* Start PASSAGE GIVEN *

One of the top ten security risks identified by OWASP is broken access control according to their report https://owasp.org/Top10/A01_2021-Broken_Access_Control/. Access control enforces a policy so that users cannot act outside of their intended permissions. Failures typically lead to unauthorized information disclosure, modification, or destruction of all data or performing a business function outside the user’s limits. This picture is a brief explanation on how an attacker gains access:

Red Hat gives some good information about access control and explains three different types in their article: https://www.bing.com/search?q=broken+access+control&cvid=59f8de25013e483a9898f791fe6e051a&gs_lcrp=EgZjaHJvbWUqBAgAEAAyBAgAEAAyBAgBEAAyBAgCEAAyBAgDEAAyBAgEEAAyBAgFEAAyBAgGEAAyBAgHEAAyBAgIEADSAQgzMDExajBqNKgCALACAA&FORM=ANAB01&PC=LCTS

Common access control vulnerabilities include failure to utilize the least privilege practice or deny by default practice, where access should only be granted for specific capabilities, roles, or users, but is available to anyone. Another common issue is bypassing access control checks by modifying the, internal application state, or the HTML page. Allowing the ability to view or edit someone else’s account is another bad practice that can lead to attacks. Elevation of privilege is a common method attackers use to gain more permissions on a system. This comes in the form of acting as a user without being logged in or acting as an admin when logged in as a user. Another mistake is force browsing to authenticated pages as an unauthenticated user or to privileged pages as a standard user.

* End PASSAGE GIVEN *
* Start ENTRIES SHOWN *

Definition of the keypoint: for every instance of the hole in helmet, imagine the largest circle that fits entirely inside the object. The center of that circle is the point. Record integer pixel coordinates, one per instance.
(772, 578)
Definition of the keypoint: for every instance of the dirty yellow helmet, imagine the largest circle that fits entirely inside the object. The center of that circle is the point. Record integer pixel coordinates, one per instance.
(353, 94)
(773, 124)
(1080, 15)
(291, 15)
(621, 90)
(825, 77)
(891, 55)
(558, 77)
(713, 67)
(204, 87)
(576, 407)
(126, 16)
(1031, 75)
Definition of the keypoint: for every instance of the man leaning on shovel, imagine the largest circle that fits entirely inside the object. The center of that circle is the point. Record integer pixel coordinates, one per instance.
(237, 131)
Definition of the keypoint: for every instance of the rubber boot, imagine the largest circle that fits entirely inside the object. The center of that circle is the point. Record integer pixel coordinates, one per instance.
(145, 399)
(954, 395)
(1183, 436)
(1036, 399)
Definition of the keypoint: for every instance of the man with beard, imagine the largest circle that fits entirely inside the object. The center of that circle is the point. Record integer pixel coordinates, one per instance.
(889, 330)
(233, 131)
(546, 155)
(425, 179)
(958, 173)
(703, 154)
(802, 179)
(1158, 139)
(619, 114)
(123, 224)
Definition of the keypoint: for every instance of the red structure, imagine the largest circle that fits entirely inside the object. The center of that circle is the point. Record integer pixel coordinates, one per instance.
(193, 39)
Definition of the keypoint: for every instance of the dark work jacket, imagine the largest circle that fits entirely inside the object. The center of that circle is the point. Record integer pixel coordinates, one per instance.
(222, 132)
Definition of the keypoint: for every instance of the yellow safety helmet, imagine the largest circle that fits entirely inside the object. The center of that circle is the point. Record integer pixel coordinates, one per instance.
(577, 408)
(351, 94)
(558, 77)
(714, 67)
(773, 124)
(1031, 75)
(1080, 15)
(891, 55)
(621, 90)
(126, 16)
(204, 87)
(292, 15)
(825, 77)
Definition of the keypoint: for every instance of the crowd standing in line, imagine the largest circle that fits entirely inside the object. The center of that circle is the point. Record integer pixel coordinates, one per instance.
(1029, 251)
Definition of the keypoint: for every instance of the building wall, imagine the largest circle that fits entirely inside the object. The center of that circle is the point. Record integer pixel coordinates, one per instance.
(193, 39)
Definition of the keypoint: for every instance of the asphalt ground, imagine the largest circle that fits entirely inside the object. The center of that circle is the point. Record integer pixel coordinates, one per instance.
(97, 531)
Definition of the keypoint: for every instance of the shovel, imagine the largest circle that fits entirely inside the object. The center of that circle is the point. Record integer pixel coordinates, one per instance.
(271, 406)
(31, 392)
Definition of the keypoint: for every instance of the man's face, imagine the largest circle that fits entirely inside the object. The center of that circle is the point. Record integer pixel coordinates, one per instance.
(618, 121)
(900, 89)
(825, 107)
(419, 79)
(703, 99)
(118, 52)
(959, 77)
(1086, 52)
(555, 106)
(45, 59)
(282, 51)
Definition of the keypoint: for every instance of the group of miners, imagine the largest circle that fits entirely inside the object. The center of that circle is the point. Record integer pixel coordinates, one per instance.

* End ENTRIES SHOWN *
* Start ENTRIES SHOWN *

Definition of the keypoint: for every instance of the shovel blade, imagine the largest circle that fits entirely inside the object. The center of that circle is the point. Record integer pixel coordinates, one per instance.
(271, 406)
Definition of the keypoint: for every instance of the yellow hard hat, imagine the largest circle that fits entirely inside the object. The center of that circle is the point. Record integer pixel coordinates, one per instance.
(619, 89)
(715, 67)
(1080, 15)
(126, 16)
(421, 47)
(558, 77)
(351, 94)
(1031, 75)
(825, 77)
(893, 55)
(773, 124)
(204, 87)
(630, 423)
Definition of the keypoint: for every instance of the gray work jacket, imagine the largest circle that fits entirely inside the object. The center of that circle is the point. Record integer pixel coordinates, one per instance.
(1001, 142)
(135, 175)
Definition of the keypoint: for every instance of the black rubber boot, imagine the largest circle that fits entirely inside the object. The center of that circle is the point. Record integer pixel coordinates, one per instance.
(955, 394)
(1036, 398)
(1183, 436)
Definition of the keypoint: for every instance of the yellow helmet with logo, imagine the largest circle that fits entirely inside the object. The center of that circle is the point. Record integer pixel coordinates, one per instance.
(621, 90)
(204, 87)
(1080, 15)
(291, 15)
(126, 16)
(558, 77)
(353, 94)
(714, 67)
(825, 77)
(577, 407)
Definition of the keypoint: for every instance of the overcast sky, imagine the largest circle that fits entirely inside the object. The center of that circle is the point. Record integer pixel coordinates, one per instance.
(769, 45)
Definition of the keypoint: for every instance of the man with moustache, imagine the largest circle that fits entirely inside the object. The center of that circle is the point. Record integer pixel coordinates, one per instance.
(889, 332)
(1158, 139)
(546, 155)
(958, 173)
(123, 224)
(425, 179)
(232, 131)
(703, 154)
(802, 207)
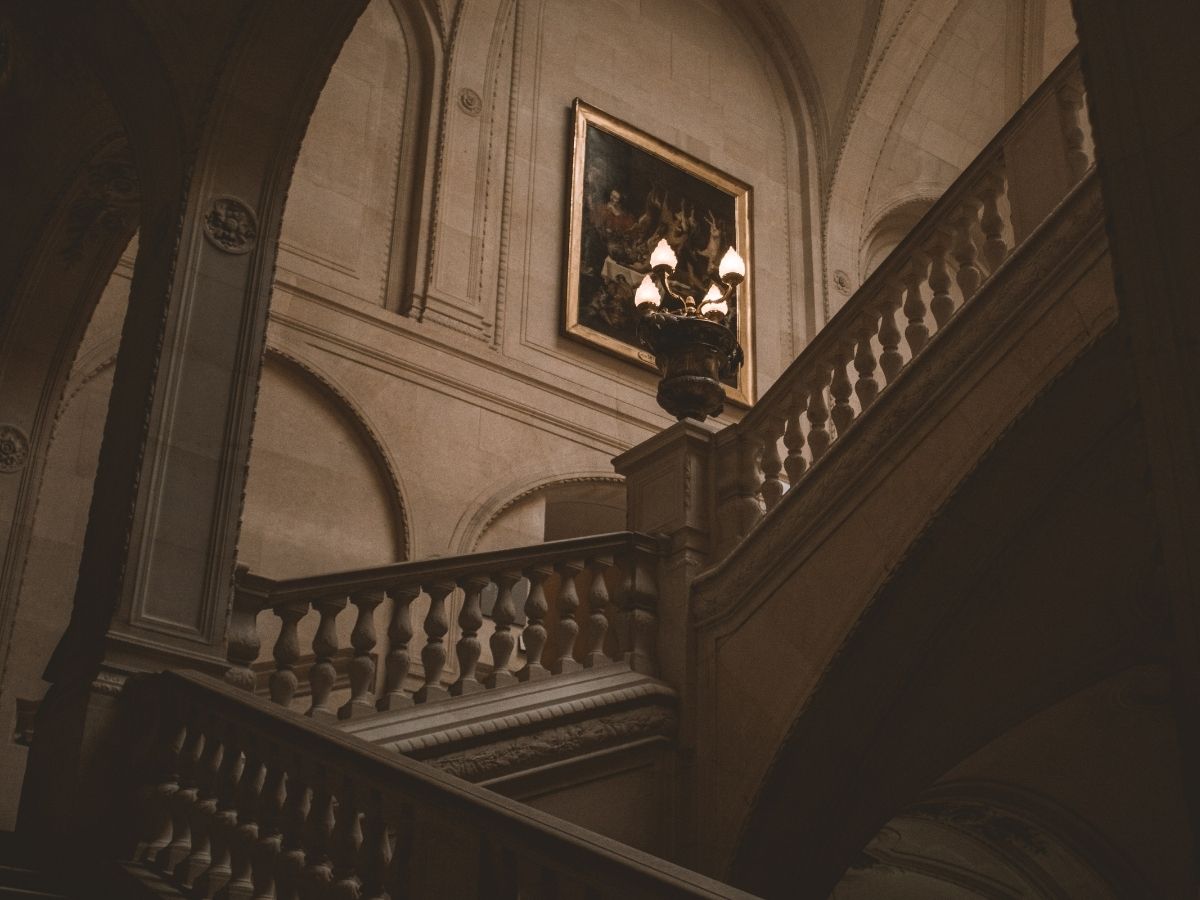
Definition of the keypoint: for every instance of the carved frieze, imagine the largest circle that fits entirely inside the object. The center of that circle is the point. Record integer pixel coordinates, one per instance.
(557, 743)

* End ENTRIES SHOWN *
* Start ENTRIES SHOWN *

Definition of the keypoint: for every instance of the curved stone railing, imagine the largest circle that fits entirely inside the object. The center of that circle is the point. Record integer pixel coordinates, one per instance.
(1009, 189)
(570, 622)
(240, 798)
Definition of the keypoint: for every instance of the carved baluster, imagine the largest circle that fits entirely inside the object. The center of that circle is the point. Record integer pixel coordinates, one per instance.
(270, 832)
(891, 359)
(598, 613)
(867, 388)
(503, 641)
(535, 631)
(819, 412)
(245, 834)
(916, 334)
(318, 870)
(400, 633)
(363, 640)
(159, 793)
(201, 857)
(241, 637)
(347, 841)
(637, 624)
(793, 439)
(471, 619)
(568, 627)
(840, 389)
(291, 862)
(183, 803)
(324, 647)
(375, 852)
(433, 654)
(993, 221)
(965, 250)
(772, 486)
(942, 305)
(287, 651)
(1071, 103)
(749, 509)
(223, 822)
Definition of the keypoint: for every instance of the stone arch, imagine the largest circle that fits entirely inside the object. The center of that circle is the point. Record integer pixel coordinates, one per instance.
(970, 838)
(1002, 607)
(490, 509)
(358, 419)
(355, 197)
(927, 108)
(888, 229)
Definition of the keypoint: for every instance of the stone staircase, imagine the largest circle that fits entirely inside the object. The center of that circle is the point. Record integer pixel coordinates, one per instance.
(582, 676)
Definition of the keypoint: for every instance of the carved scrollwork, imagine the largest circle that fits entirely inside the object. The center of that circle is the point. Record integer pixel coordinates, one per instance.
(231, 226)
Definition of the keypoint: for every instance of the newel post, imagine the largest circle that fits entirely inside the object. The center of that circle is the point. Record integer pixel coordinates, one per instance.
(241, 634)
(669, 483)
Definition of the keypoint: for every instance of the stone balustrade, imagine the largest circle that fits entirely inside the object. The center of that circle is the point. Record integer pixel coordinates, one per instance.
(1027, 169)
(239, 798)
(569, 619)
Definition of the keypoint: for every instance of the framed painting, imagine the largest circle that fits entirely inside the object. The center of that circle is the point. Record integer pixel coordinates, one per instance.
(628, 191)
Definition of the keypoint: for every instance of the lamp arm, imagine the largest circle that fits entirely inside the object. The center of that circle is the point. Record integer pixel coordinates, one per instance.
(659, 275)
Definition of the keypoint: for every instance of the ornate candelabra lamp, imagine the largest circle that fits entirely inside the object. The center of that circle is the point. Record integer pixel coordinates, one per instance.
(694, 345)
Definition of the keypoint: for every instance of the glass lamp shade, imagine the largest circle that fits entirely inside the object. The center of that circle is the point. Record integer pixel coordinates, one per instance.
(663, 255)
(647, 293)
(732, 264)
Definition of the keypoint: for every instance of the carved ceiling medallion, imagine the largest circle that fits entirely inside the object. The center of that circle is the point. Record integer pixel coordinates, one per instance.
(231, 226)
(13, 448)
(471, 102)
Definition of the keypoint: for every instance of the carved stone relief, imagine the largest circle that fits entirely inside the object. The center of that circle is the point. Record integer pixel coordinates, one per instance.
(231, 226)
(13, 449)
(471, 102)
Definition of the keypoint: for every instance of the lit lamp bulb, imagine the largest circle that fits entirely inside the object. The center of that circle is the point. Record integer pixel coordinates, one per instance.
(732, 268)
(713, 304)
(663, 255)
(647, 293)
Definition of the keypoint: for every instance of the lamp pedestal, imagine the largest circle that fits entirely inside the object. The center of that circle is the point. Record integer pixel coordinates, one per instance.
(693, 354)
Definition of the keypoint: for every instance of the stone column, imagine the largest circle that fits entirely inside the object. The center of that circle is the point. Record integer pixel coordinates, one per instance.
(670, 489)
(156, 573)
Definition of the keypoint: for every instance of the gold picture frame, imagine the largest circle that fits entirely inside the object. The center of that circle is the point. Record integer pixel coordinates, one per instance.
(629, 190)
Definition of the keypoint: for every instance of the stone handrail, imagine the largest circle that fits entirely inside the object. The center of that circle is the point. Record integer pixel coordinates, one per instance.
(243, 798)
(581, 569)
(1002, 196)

* End ENTRIES SHOWN *

WRITTEN PROBLEM →
Write out the passage on broken access control word for word, from "Common access control" to "a standard user.".

ANSWER TO THE PROBLEM →
Common access control vulnerabilities include failure to utilize the least privilege practice or deny by default practice, where access should only be granted for specific capabilities, roles, or users, but is available to anyone. Another common issue is bypassing access control checks by modifying the, internal application state, or the HTML page. Allowing the ability to view or edit someone else’s account is another bad practice that can lead to attacks. Elevation of privilege is a common method attackers use to gain more permissions on a system. This comes in the form of acting as a user without being logged in or acting as an admin when logged in as a user. Another mistake is force browsing to authenticated pages as an unauthenticated user or to privileged pages as a standard user.